What to do —
Copy out each of the lines below word for word, leaving none out.

The records —

___

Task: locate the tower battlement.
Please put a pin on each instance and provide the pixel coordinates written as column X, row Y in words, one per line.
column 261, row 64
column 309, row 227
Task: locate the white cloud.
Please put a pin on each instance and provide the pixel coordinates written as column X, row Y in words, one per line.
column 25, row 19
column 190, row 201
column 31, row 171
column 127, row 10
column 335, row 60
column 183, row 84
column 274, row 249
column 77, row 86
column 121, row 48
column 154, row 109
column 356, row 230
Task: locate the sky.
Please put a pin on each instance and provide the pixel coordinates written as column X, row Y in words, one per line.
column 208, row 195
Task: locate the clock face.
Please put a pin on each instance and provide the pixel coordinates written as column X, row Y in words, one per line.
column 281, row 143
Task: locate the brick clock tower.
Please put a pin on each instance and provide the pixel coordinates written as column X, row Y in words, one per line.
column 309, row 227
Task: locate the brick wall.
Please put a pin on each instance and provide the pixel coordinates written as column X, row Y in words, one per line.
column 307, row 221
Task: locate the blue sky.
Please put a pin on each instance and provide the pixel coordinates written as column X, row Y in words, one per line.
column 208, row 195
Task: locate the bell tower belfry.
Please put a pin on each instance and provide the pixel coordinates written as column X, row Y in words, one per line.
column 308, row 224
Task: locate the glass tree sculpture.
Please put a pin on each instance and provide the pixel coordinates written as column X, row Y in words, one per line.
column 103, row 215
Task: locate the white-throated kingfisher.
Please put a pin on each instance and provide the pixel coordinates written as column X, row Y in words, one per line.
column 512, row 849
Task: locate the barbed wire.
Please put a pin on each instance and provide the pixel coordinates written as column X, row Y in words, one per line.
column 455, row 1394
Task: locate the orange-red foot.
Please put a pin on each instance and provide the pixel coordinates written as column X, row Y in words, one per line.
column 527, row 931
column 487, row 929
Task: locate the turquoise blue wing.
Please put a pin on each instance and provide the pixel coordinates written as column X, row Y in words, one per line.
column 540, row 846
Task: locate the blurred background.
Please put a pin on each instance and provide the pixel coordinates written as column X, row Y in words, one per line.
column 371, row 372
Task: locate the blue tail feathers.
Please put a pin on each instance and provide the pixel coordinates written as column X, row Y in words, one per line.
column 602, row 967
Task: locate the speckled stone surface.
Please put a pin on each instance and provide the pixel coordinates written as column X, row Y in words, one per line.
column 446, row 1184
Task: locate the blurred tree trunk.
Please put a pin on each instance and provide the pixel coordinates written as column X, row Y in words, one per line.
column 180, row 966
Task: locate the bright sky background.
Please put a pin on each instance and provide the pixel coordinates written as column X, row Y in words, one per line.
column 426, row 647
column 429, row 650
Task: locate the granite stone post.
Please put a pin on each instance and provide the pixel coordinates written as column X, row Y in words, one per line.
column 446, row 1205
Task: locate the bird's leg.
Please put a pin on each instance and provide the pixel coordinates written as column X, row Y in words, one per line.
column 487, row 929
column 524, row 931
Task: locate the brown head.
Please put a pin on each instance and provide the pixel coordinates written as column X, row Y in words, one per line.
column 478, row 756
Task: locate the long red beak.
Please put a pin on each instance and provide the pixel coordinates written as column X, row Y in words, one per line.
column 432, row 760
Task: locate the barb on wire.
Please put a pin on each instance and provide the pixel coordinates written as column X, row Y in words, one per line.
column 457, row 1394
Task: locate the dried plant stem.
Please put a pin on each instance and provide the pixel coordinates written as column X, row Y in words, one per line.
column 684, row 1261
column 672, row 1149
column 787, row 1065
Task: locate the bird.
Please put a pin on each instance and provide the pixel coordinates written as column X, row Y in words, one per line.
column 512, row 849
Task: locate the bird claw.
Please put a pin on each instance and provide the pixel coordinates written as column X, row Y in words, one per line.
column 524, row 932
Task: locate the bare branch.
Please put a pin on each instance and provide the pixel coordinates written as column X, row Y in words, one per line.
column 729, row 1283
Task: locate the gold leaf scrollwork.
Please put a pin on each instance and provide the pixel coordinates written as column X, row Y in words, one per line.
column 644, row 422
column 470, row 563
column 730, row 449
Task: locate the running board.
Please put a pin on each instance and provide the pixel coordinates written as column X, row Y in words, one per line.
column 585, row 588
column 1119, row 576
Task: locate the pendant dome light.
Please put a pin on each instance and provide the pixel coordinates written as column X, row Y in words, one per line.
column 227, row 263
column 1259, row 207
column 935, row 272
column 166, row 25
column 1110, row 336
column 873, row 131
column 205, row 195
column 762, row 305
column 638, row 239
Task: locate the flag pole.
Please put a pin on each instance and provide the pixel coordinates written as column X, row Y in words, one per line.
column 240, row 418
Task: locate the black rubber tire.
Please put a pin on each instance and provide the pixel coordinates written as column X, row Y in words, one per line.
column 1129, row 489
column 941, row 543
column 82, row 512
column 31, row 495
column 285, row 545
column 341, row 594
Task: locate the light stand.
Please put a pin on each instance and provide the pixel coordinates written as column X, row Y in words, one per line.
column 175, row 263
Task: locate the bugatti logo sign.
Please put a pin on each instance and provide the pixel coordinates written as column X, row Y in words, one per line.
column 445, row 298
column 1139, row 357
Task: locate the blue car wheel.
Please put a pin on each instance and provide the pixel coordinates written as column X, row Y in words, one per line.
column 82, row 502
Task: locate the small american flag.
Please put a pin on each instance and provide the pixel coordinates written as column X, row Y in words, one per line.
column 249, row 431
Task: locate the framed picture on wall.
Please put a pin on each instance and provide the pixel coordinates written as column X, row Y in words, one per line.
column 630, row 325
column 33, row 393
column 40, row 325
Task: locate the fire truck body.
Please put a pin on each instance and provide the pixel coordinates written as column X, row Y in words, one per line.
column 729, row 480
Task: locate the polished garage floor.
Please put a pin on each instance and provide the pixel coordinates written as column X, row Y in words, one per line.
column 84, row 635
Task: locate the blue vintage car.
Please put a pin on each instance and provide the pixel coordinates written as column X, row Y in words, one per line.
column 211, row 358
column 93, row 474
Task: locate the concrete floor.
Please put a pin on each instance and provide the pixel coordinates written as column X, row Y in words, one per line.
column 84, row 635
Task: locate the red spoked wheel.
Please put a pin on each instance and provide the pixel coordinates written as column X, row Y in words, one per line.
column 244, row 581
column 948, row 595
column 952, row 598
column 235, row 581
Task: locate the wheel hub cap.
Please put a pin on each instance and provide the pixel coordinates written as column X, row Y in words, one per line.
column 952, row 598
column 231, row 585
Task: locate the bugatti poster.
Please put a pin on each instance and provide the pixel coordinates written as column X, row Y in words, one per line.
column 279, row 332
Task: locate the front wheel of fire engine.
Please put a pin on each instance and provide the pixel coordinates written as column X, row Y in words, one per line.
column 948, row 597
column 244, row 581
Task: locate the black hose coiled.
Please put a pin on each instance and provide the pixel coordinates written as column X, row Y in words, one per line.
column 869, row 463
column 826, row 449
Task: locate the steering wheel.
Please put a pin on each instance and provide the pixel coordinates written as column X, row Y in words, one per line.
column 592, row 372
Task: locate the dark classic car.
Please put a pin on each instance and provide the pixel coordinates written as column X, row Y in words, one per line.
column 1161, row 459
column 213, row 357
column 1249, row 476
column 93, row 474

___

Solution —
Task: locate the tower battlement.
Please put a pin on each instance and provide the pixel coordinates written as column X, row Y in words, one per line.
column 261, row 64
column 309, row 227
Task: locate the white cloud.
Please put a pin on each instance and provide the pixel coordinates written as column X, row Y in words, one per line.
column 25, row 19
column 190, row 201
column 31, row 171
column 127, row 10
column 335, row 60
column 183, row 84
column 274, row 249
column 77, row 86
column 121, row 48
column 154, row 109
column 356, row 230
Task: locate the sky.
Please put a pin on each instance and provide the pixel coordinates written as column X, row Y in words, one per line.
column 208, row 195
Task: locate the clock face.
Please put a pin on each instance and provide the pixel coordinates written as column X, row Y in words, one per line.
column 281, row 143
Task: locate the brick clock tower.
Please put a pin on each instance and provide the pixel coordinates written as column X, row Y in words, one per line.
column 309, row 227
Task: locate the brick wall.
Please put a pin on each instance and provide the pixel coordinates written as column X, row Y in words, one per line.
column 307, row 221
Task: locate the blue sky.
Please put a pin on each instance and provide the pixel coordinates written as column X, row Y in words, one per line.
column 208, row 195
Task: locate the bell tower belfry.
Please put a pin on each instance and provide the pixel coordinates written as column X, row Y in words, one per line.
column 308, row 224
Task: locate the glass tree sculpture.
Please put a pin on each instance and provide the pixel coordinates written as column X, row Y in words, one per line.
column 103, row 215
Task: locate the white-throated kingfisher.
Please put a pin on each instance and provide the pixel coordinates written as column X, row Y in words, one per line.
column 512, row 849
Task: locate the barbed wire.
Please put a pin on each instance and provide the pixel coordinates written as column X, row Y in words, one per line.
column 455, row 1394
Task: locate the orange-red foot.
Please put a pin on each instance and provide the pixel coordinates written as column X, row Y in words, one per line.
column 527, row 931
column 487, row 929
Task: locate the turquoise blue wing.
Please put a pin on each instance and provide the pixel coordinates written as column X, row Y in words, one per line.
column 540, row 846
Task: locate the blurred background.
Please put a pin on each instance and provide the pixel coordinates written as column X, row Y in words, one per line.
column 371, row 372
Task: locate the blue tail feathers.
Please put a pin on each instance and provide the pixel coordinates written as column X, row Y in words, one per line.
column 602, row 967
Task: locate the speckled stone surface.
Please put a pin on each instance and provide the pixel coordinates written as column X, row Y in words, one per line.
column 446, row 1184
Task: locate the blurred tree trunk.
Please put a pin on each instance and provide the pixel coordinates written as column X, row Y in words, one per line.
column 180, row 966
Task: locate the bright sky background.
Please put a pin on each instance and provide the pixel coordinates written as column X, row Y in words, one per line.
column 426, row 647
column 429, row 650
Task: locate the granite stone post.
Please put a pin on each instance and provide the pixel coordinates written as column X, row Y in words, one per line.
column 446, row 1205
Task: locate the bird's leg.
Please put a pin on each instance and provide the pixel coordinates written as column X, row Y in words, one per line.
column 487, row 929
column 524, row 931
Task: locate the brown head.
Please put a pin on each instance and provide the pixel coordinates written as column X, row Y in words, one per line.
column 478, row 756
Task: locate the long red beak.
Please put a pin on each instance and provide the pixel coordinates written as column X, row Y in words, one per line.
column 432, row 760
Task: locate the barb on wire.
Please put a pin on each instance and provide the pixel coordinates written as column X, row Y in words, one per line.
column 457, row 1394
Task: locate the dried plant stem.
Please put a pin on each instance and provide the pixel coordinates written as column X, row Y in words, one per line.
column 684, row 1261
column 672, row 1149
column 787, row 1065
Task: locate the bird.
Please put a pin on each instance and provide the pixel coordinates written as column X, row Y in words, one per line.
column 512, row 849
Task: locate the bird claw.
Please put a pin on each instance and provide the pixel coordinates written as column X, row Y in words, one per line.
column 524, row 932
Task: locate the bare branch.
Please put a pin on each instance and provide the pixel coordinates written as column X, row Y in words, one per line.
column 729, row 1283
Task: locate the gold leaf scrollwork.
Please put a pin on each instance and provide the pixel coordinates written as column X, row Y in words, one per line.
column 644, row 422
column 470, row 563
column 730, row 449
Task: locate the running board.
Please put a pin on each instance and provide the pixel coordinates written as column X, row Y in words, one per line.
column 585, row 588
column 1119, row 576
Task: locate the pendant dome light.
Please put a pin on each instance and provide the pixel coordinates written as column X, row Y in words, one per line.
column 227, row 263
column 1259, row 207
column 935, row 272
column 166, row 25
column 1110, row 336
column 873, row 131
column 205, row 195
column 762, row 305
column 638, row 239
Task: locate the flag pole.
Please put a pin on each instance and provide the pixel coordinates written as column X, row Y in words, one per line.
column 240, row 418
Task: locate the black rubber tire.
Please put a pin on each instance and provide the pixel coordinates written as column X, row Y in words, one per line.
column 1129, row 489
column 941, row 543
column 82, row 512
column 31, row 495
column 285, row 545
column 341, row 594
Task: locate the light stand.
Please put a pin on each instance and provide the pixel coordinates written as column X, row Y in words, one per line.
column 175, row 263
Task: locate the bugatti logo sign.
Please put a pin on each instance and provide the pixel coordinates written as column X, row Y in words, one per line.
column 445, row 298
column 1139, row 357
Task: locate the blue car wheel.
Please put a pin on each instance and provide the pixel coordinates written as column X, row Y in words, one per line.
column 82, row 502
Task: locate the small american flag.
Please put a pin on each instance and provide the pixel coordinates written as column X, row Y in words, one per line.
column 249, row 431
Task: locate the framed picture on wall.
Please put a pin on each instance and provide the pixel coordinates written as column X, row Y in words, one per line.
column 630, row 325
column 33, row 393
column 40, row 325
Task: locate the fire truck body.
Please put a pin on each instance and provide the pixel coordinates written as column X, row Y in words, one per line.
column 729, row 480
Task: locate the polished garage floor.
Please put a pin on each instance and provide the pixel coordinates written as column X, row Y in words, one per line.
column 84, row 635
Task: locate the blue vintage car.
Please put a pin on each instance and provide the pixel coordinates written as column X, row Y in words, one per line.
column 211, row 358
column 93, row 474
Task: locate the concrete floor.
Please put a pin on each instance and provide the pixel coordinates written as column X, row Y in words, one per line.
column 84, row 635
Task: locate the red spoked wheel.
Please put a pin on each instance and provide the pixel coordinates written as column X, row Y in words, one per line.
column 244, row 581
column 948, row 595
column 952, row 598
column 235, row 581
Task: locate the wheel hub cap.
Please put a pin on each instance and provide the pixel coordinates written as column X, row Y in words, one per line.
column 952, row 598
column 231, row 585
Task: locate the bugatti poster.
Please put a pin on each instance and provide the pixel coordinates written as column X, row Y in words, one per line.
column 279, row 332
Task: locate the front wheel of fire engine.
Please put a pin on each instance and provide the pixel coordinates written as column X, row Y in words, one per line.
column 948, row 597
column 244, row 581
Task: locate the black hose coiled.
Please put a pin on each instance and provide the pixel coordinates written as column X, row Y in words, one per line.
column 869, row 463
column 826, row 449
Task: locate the steering wheel.
Please put a pin on each instance and provide the pixel coordinates written as column X, row Y in words, one per line.
column 592, row 372
Task: locate the dark classic car.
Please put a pin on each instance and provide the pixel coordinates written as column X, row Y in words, one per line.
column 1161, row 459
column 213, row 357
column 1249, row 476
column 93, row 474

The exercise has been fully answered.